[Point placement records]
——
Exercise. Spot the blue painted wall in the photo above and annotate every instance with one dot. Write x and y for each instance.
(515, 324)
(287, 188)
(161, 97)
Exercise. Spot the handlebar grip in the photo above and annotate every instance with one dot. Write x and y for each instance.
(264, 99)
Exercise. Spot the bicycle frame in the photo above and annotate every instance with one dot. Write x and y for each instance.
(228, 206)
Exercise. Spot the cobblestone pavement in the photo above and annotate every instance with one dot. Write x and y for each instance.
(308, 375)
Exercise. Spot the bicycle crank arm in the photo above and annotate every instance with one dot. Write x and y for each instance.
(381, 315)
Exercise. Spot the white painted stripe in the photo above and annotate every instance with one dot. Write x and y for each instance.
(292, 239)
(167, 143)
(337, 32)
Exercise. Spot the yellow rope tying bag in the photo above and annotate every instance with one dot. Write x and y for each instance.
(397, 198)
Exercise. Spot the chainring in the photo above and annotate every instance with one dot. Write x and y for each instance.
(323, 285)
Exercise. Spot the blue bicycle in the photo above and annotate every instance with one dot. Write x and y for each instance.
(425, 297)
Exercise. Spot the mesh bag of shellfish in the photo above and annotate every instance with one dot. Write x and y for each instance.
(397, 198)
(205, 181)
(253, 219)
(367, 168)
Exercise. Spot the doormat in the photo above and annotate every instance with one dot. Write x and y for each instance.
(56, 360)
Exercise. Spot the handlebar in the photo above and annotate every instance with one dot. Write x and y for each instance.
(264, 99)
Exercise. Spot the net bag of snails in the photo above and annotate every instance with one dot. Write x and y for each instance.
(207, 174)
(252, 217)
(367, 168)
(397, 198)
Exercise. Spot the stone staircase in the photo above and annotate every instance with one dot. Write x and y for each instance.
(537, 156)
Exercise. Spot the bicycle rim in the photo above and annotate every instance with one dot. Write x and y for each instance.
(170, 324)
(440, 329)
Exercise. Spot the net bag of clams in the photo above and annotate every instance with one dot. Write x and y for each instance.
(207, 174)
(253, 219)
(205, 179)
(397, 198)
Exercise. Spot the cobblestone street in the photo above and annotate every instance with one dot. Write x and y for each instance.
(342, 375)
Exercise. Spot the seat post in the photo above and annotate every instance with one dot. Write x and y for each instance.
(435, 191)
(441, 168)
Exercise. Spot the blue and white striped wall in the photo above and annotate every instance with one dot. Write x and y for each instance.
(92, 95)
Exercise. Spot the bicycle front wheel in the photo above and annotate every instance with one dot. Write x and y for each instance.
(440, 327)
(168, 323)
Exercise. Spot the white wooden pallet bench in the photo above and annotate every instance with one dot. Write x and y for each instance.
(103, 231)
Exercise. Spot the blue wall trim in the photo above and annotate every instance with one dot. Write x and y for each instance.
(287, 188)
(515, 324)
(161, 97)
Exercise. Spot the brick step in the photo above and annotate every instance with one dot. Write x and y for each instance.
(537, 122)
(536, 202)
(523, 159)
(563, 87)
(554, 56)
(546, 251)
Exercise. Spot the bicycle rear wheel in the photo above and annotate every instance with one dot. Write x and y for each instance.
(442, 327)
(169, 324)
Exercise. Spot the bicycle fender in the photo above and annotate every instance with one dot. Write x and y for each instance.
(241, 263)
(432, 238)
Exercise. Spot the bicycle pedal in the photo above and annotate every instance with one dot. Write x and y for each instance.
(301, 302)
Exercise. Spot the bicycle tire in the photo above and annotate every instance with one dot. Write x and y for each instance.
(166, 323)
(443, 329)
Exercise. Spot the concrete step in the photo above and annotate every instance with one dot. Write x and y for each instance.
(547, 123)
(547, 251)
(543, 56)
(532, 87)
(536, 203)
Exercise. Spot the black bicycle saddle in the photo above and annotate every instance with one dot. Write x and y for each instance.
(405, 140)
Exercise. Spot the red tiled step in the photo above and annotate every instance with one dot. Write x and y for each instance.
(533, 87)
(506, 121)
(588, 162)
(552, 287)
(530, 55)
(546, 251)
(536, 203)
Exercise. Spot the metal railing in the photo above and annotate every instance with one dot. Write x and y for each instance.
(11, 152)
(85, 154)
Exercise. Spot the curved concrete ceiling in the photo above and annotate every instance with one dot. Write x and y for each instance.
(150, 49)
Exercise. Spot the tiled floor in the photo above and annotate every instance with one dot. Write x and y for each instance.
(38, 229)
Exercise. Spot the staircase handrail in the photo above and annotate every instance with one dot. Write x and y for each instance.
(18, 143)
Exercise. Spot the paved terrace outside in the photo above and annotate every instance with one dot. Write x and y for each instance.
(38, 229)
——
### Objective
Reproduce the lines above without any change.

### Reply to the task
Exercise. Spot the blue painted wall in the photo above and annotate every instance with one dot. Write x and y for each instance.
(515, 324)
(287, 188)
(161, 97)
Exercise. Spot the handlebar grip in the photo above and annotate every instance with one dot. Write x and y for each instance.
(264, 99)
Exercise. Spot the bicycle frame in the photo above and annotate every instance with one dot. Write x and y for each instance.
(228, 206)
Exercise. Spot the cobblestone pavement in the photo above and annotate every instance with one dot. Write x and y for each instance.
(308, 375)
Exercise. Spot the bicycle crank arm in the photo above and annotate every instance with one dot. Write x and y for each instance.
(381, 315)
Exercise. Spot the white painted stripe in the photo above and annotate every instance with one dot. Write x and y for each instance.
(292, 239)
(167, 143)
(337, 32)
Exercise. Spot the yellow rope tying bag in the photo above and annotate every instance with one dot. Write x and y for each instance.
(397, 198)
Exercise. Spot the chainring in the photo above and annotate every instance with one dot. Write x and y for each instance.
(323, 285)
Exercise. Spot the blue bicycle in the photo above and annotate every instance with one dot. Write x and y for each instance.
(425, 297)
Exercise. Spot the mesh bag of shellfish in the photo above and annotate every instance with one dot. Write x and y for each instance.
(397, 198)
(205, 181)
(253, 219)
(367, 168)
Exercise. Spot the doormat in the photo above and annotate every instance with one dot. Write x and y for each instance.
(56, 360)
Exercise. Spot the handlebar in the photo above and annotate every instance with one dot. Write x and y for each instance.
(264, 99)
Exercise. Spot the net bag of snails in the photo above and annotate every instance with one dot. Write x and y for each instance.
(207, 174)
(252, 217)
(367, 168)
(397, 198)
Exercise. Spot the stone staircase in the photo above and annotate every instance with one dot. Write x and y for each instance.
(537, 156)
Exercise. Spot the bicycle rim in the photo above and annotate every instance with one dot. Write x and y for each instance.
(170, 324)
(440, 329)
Exercise. Spot the net bag of clams in the photo above and annotate every instance with one dot. Write x and y for each instance.
(207, 174)
(253, 219)
(205, 179)
(397, 198)
Exercise. Spot the cobblestone street in the photo above and annotate every instance with one dot. Write x and y for each instance.
(342, 375)
Exercise. Spot the seat post in the photo above and annotate every instance with one dot. Write x and y for each instance.
(435, 191)
(441, 168)
Exercise. Spot the blue and white striped wall in the photo above and annotate every instance with one dot. Write x and y for each instance.
(92, 95)
Exercise. Spot the bicycle front wheel in the photo above and annotate every instance with one dot. Write x and y for each instance.
(440, 327)
(168, 323)
Exercise. Spot the white wooden pallet bench in the photo above and annotate every instance with one dot. Write x and y for each instance.
(103, 231)
Exercise. Spot the blue wall trim in the photo above and annotate every instance with one dot. Write x and y for each instance.
(287, 188)
(515, 324)
(161, 97)
Exercise. Spot the brick step in the photo above and annotate every instance with one dot. Write x and y for each instance.
(537, 122)
(536, 202)
(523, 159)
(563, 87)
(554, 56)
(546, 251)
Exercise. Spot the bicycle rear wheel in the photo above and annotate every instance with one dot. Write x and y for each instance.
(442, 327)
(169, 324)
Exercise. Spot the bicycle fender in the photo above and annotate every instance with one dot. Write x and y for each instance.
(241, 263)
(432, 238)
Exercise. Spot the bicycle pedal in the photo above and annotate every instance with one dot. Write x and y for each instance.
(301, 302)
Exercise. Spot the bicycle tire in the photo above and annotate every instance with one dot. Write x and y for each instance.
(166, 323)
(443, 329)
Exercise. Spot the concrete step in the photo above and annotate every instance with one dot. Write x and y for each instance.
(547, 123)
(547, 251)
(543, 56)
(532, 87)
(536, 203)
Exercise. Spot the black bicycle saddle in the photo above and annotate every instance with one dot. Write x and y for each instance.
(405, 140)
Exercise. Spot the red tiled step in the photo above and annotate every instance with one dot. Write x and y for each instance.
(533, 87)
(506, 121)
(588, 162)
(552, 287)
(530, 55)
(546, 251)
(536, 203)
Exercise. Spot the metal railing in the photo above and annotate every instance with one dot. Write x and y for each instance.
(11, 152)
(85, 154)
Exercise. Spot the curved concrete ceiling in the photo above and annotate every instance with one dot. Write x and y for each instance.
(150, 49)
Exercise. Spot the tiled floor in the photo above and annotate every instance with one dot. Write x and y for each instance.
(38, 229)
Exercise. Spot the staircase handrail in the photo above and annotate every instance with one dot. Write x and y for each instance.
(18, 143)
Exercise. Spot the paved terrace outside in the photo above and annotate every instance with one dot. Write x and y for each instance.
(38, 229)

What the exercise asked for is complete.